Задание — Допишите следующую часть текста об отзывах на живопись Куинджи, начиная сразу после его последнего предложения.

Фрагмент страницы —

— Ваши облака, — сказал я самому художнику, — недовольно пушисты и расплывчаты в своих очертаниях, слишком плоски и как бы вырезаны…
— Иначе никак нельзя было сделать, — отвечал он мне, — не было бы такого эффекта.
Это — единственное замечание, какое я мог сделать, и едва ли не единственный ответ того художника, который паче всего дорожит эффектами.
Положим, это односторонность, — пейзаж может быть великолепен и без всяких эффектов, — но если в этой односторонности есть нечто гениальное, вправе ли мы осуждать ее? Говорят, Куинджи — плохой рисовальщик: дерева не напишет с натуры так, как всякий ученик пейзажного класса написать в состоянии; это, быть может, и справедливо; но зато не только ни один ученик, — ни один профессор не осветит так этого дерева утренним или вечерним солнцем и этому воздуху не придаст такой густоты или прозрачности…»
Гораздо определеннее и интереснее Полонского высказывается о самой концепции Куинджи Н. Н. Страхов в аксаковской «Руси» (1880 года № 5). Страхов в философской области был отщепенцем от господствовавшего умонастроения. Он — не позитивист обычного тогда типа. Во взглядах этого «почвенника», наряду с мистицизмом, есть элементы критической философии.

Предоставленные записи —
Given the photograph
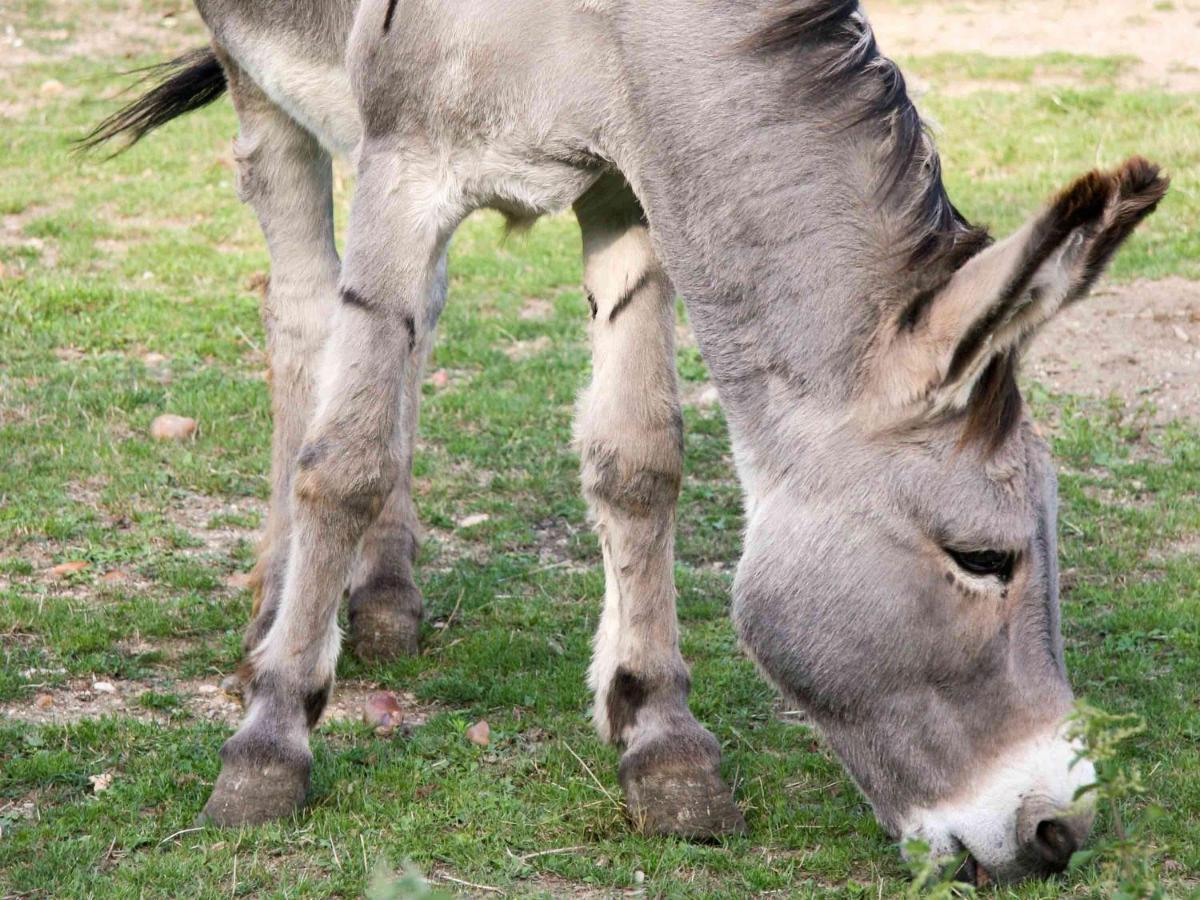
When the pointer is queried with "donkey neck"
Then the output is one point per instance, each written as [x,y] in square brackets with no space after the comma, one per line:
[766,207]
---
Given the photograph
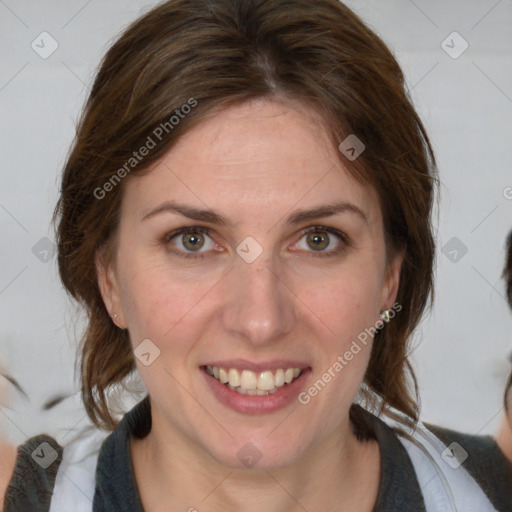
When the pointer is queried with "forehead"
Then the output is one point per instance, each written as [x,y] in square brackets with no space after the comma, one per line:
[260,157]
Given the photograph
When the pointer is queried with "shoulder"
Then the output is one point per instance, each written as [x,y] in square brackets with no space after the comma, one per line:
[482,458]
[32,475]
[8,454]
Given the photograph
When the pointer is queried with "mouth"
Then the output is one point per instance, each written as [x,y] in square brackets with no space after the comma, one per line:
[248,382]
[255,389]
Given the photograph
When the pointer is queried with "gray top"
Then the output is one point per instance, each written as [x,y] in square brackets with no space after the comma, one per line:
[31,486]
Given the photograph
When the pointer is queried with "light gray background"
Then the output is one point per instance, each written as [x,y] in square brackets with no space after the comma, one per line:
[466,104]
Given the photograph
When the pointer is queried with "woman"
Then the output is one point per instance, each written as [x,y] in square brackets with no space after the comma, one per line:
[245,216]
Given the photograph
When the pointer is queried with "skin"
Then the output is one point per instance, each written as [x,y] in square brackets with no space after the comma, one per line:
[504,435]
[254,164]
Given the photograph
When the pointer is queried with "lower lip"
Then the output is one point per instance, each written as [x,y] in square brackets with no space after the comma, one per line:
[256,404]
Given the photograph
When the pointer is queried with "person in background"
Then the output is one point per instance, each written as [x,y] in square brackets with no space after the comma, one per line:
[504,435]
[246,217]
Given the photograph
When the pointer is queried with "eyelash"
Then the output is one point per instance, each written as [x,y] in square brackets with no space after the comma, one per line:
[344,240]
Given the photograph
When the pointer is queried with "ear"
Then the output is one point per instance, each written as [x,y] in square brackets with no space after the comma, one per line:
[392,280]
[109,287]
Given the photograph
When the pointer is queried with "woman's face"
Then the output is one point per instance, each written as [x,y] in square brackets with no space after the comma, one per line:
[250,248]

Итоговый ответ —
В критическом разборе «Ночи на Днепре» он ополчается против «протоколизма» вообще. Он отдает должное картине Куинджи, называет ее «истинным чудом» — и по силе света, и по «схваченным с изумительной верностью оттенкам неба, на протяжении между луной и горизонтом» и т. д. Но выпячивающийся и «слишком натуральный», — по его выражению, — блеск луны и воды — нарушает гармонию:
«Все, кто видел картину, я думаю, чувствовали хоть маленькую тень какого-то недовольства или недоумения. В картине есть что-то резкое, что-то бросающееся в глаза, неотвязно напрашивающееся на внимание и мешающее любоваться всеми ее прелестями. Дело похоже на то, как если бы вы любовались прекрасным портретом, но вам постоянно казалось бы, что волосы на нем не нарисованы, а наклеены натуральные. По-видимому, чем естественнее, тем лучше; но, однако, наклеенные волосы портили бы портрет. Так и тут. Свет луны слишком натурален, слишком бросается в глаза своей натуральностью и этим портит гармонию картины… По можно сказать еще больше. Как ни ярки луна, облака и освещенная река, все-таки и в этом отношении, в отношении освещения, картина, разумеется, не успела вполне подделаться под действительность. Все, кто видел, с первого же раза заметили другое сходство, сходство такое разительное, что многие не хотели верить, что перед ними — настоящая картина, писанная масляными красками. «Это писано на стекле и освещено сзади». Таково общее впечатление…»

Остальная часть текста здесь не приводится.